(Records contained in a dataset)

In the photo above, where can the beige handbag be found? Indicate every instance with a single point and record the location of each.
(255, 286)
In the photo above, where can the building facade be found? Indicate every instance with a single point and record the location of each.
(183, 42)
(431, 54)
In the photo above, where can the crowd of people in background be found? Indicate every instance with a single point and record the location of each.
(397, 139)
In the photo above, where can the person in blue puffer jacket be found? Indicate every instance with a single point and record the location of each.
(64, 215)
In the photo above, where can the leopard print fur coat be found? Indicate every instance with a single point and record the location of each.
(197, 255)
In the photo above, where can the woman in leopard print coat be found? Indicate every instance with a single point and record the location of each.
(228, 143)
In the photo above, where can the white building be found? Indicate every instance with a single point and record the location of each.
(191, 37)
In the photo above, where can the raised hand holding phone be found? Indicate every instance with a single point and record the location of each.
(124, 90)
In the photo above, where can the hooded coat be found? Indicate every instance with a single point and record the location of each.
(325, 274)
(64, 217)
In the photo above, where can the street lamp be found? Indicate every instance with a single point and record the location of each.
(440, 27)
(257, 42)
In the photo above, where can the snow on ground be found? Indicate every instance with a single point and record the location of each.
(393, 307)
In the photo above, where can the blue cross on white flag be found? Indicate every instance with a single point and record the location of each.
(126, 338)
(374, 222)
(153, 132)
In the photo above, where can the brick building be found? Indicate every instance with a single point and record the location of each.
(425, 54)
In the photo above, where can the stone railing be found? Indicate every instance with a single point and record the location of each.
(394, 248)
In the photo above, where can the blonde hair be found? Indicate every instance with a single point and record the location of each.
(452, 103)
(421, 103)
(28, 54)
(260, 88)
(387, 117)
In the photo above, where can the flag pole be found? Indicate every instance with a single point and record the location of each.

Work task: Restate every line of the data above exactly as it was written.

Exercise output:
In the photo above, where can the beige handbag be found? Indicate every instance with a single point and record the location of each.
(255, 286)
In the photo above, where can the building facade be found? Indicate every instance with a single point and record the location of each.
(183, 42)
(431, 54)
In the photo above, where can the crowd of people in background be found? Indicate every instance with a single point and record the location of each.
(397, 139)
In the photo above, where can the person in blue puffer jacket be found? Indicate every instance with a single point and record the location of each.
(64, 215)
In the photo above, where can the leopard print fur coat be found? Indicate every instance with a single point and record the location of each.
(197, 255)
In the photo above, where can the woman in leopard print coat be found? Indicate every instance with a single point and record the location of each.
(228, 143)
In the photo above, where can the white building be found? Indicate every instance with a single point and record the location of each.
(191, 37)
In the photo above, where can the raised hand holding phone be found? Indicate every instance with a single point and record the location of each.
(124, 90)
In the photo above, where can the hooded coat be found? Indicate every instance with a single point and record the location of each.
(325, 274)
(64, 217)
In the photo above, where can the street lamp be found? Indicate every instance with a single point and record the location of each.
(440, 27)
(257, 42)
In the photo above, where can the snow on ground be found? Indicate every instance with a single point and record the location of each.
(393, 307)
In the photo above, where can the blue cross on white flag be found? Indicate every instance with a single point and record the location of each.
(126, 338)
(374, 222)
(153, 132)
In the photo above, where can the brick building be found? Indicate every instance with a single point and record the location of each.
(425, 54)
In the photo above, where can the stone railing be found? Indicate every instance with a single point and record the location of each.
(394, 248)
In the photo above, where can the blonde hair be found? Indicate every instance with a single point and record the location of each.
(452, 103)
(421, 103)
(28, 54)
(260, 88)
(387, 117)
In the photo above, where can the flag pole be found? Indicate every instance with a single point and record the location of each.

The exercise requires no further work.